Question

According to Boyle's law, the product of pressure and volume is a constant. Hence, (a) if volume of lungs is increased, the pressure decreases proportionately (b) if volume of lungs is increased, the pressure also increases proportionately (c) if volume of lungs is increased, the pressure decreases disproportionately (d) if volume of lungs is increased, the pressure remains the same.

Short answer

If the volume of the lungs is increased, the pressure decreases proportionately according to Boyle's Law (option a).

Step-by-step solution

Understanding Boyle's Law

Boyle's Law states that for a given mass of an ideal gas at constant temperature, the product of pressure (P) and volume (V) is a constant (k). Mathematically, it can be expressed as P * V = k, where P is the pressure, V is the volume, and k is a constant value. When the volume increases, the pressure must decrease to maintain the constant product, provided the temperature and mass of the gas remains unchanged.

Analyzing the Effects of Increased Volume on Pressure

According to Boyle's Law, if the volume of the lungs is increased, the pressure of the gas inside must decrease in order to maintain a constant product. Therefore, when volume goes up, pressure goes down proportionately, assuming a closed system where the temperature and amount of gas do not change.

Eliminating Incorrect Options

Analyzing the effects per Boyle's Law, we can eliminate options (b), (c), and (d). Since they suggest that pressure increases, stays the same, or decreases disproportionately when volume is increased, which does not align with the law.

Key concepts

Pressure-Volume Relationship

One of the fundamental principles in physics and chemistry is the relationship between the pressure and volume of a gas, perfectly illustrated by Boyle's Law. This law tells us that for a given amount of an ideal gas kept at a constant temperature, when we increase the volume, the pressure decreases and vice versa. This inverse relationship is crucial for understanding how various systems, such as engines and respiratory systems, operate.

For instance, let's consider a syringe filled with air; if you pull the plunger back, you increase the volume inside the syringe. As per Boyle's Law, the pressure inside decreases, which is why the syringe can easily pull in fluids when the plunger is pulled back. Conversely, pushing the plunger in decreases the volume and increases the pressure, expelling the fluid. To depict this mathematically, the formula is written as \( P \times V = k \), where \( P \) is pressure, \( V \) is volume, and \( k \) remains a constant when the temperature is unchanged.

Applications in Real Life

Understanding this concept is not only vital for academic purposes but also for practical applications like operating a bicycle pump, using a spray can, or even in the medical field when assessing the functioning of the lungs.
——
## TASKS TO CARRY OUT
**A)** According to the Boyle's law explanation, why can a syringe easily pull in fluids when its plunger is pulled back?
**B)** Pick up the Boyle's law explanation after its final sentence and carry it further.

Data for natural-language object grounding:
——
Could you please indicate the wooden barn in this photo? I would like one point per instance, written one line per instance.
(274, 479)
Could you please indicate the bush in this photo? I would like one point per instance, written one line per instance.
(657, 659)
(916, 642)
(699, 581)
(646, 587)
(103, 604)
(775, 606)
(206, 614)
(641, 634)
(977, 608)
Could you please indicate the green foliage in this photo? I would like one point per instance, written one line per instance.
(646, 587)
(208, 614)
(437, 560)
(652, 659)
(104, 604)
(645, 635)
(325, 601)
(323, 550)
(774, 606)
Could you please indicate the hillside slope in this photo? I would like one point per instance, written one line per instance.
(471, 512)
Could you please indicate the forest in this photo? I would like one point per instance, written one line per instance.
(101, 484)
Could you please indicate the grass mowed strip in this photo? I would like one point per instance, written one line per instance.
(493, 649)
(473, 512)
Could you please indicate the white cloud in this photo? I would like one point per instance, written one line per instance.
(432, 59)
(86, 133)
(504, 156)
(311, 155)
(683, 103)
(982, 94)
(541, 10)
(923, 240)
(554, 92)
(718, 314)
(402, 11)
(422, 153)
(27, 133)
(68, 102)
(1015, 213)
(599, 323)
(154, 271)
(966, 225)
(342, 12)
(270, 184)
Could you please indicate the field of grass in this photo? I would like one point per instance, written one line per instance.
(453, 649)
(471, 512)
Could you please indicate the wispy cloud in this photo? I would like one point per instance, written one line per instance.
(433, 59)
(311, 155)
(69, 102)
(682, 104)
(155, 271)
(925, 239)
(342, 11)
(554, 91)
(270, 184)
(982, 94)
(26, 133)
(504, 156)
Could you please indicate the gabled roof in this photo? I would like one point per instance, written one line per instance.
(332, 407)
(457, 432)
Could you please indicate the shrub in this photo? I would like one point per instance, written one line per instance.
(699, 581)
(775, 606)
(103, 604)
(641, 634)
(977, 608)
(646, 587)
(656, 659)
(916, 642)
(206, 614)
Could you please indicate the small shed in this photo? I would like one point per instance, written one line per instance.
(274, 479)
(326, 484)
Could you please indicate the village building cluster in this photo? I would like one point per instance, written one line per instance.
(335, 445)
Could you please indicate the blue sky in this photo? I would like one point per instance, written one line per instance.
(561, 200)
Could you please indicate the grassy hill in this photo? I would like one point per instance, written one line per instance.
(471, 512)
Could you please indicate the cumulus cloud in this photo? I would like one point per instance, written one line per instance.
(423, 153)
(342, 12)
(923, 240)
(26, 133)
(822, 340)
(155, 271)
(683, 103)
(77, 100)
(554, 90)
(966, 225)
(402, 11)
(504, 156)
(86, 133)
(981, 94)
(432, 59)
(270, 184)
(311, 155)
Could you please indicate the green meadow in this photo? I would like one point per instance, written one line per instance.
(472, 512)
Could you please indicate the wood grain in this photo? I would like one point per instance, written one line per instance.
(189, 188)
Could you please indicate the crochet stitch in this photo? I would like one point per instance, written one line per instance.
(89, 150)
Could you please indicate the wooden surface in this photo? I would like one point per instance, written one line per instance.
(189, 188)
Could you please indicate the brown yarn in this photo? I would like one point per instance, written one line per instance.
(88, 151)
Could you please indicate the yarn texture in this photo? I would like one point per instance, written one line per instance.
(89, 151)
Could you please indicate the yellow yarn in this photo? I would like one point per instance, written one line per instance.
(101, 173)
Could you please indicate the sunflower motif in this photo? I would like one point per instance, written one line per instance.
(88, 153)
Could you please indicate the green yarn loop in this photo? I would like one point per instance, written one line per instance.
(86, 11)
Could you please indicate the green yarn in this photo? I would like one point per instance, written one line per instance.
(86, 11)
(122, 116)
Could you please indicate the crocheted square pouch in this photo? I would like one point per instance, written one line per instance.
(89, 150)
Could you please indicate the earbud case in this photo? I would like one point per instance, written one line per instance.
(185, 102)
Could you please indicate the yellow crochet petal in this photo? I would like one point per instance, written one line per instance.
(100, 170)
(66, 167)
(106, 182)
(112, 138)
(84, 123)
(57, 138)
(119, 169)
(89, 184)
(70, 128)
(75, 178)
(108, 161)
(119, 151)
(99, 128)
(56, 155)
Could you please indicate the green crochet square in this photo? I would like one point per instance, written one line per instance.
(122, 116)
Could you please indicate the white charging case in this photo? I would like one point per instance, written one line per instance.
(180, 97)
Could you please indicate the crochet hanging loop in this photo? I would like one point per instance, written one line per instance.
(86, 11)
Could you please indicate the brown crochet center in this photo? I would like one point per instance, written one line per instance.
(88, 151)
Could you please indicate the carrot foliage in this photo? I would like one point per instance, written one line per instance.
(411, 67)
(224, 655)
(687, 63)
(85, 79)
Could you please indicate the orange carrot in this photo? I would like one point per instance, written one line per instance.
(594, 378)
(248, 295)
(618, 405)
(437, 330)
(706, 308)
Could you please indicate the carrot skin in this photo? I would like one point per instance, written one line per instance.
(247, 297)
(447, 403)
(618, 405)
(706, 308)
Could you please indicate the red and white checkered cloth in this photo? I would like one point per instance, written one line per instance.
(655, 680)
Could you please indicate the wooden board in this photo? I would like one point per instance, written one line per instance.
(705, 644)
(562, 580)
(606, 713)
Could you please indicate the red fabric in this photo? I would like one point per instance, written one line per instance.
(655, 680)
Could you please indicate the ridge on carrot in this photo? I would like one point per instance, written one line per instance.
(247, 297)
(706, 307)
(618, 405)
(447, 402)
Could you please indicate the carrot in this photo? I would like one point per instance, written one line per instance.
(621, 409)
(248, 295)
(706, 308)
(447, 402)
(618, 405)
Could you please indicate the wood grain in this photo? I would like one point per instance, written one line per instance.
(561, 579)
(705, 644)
——
## ANSWERS IN ORDER
**A)** Pulling the plunger back increases the volume inside the syringe, so the pressure inside decreases.

**B)**
Lung Volume Physiology

The physiology of the respiratory system is intricately linked with the principles of Boyle's Law. In fact, our lungs function by utilizing the pressure-volume relationship. As we inhale, the diaphragm and intercostal muscles contract, expanding the chest cavity and increasing the lung volume. This action leads to a decrease in pressure within the lungs compared to the outside atmosphere, causing air to rush in to equalize the pressure.

During exhalation, the process reverses; the diaphragm relaxes, the chest cavity’s volume decreases, and the pressure inside the lungs increases, prompting the air to flow out. This demonstrates how Boyle’s Law operates with each breath we take, maintaining the crucial balance of air movement that is essential for oxygen exchange and the removal of carbon dioxide from the body.

The Importance of Lung Volume in Health

Medical professionals often measure lung volume as an indicator of a person's respiratory health. Conditions such as asthma, emphysema, and chronic obstructive pulmonary disease (COPD) can alter the pressure-volume relationship in the lungs, leading to difficulties in breathing and adequate oxygenation of the blood.

Ideal Gas Law

While Boyle's Law is a particular instance of the behavior of gases, it's part of a broader concept known as the Ideal Gas Law. This law combines several gas laws, including Boyle’s, Charles’s, and Avogadro’s, into a single equation: \( PV = nRT \). In this equation, \( P \) stands for the pressure of the gas, \( V \) is the volume, \( n \) is the number of moles of gas, \( R \) is the gas constant, and \( T \) is the temperature in Kelvin.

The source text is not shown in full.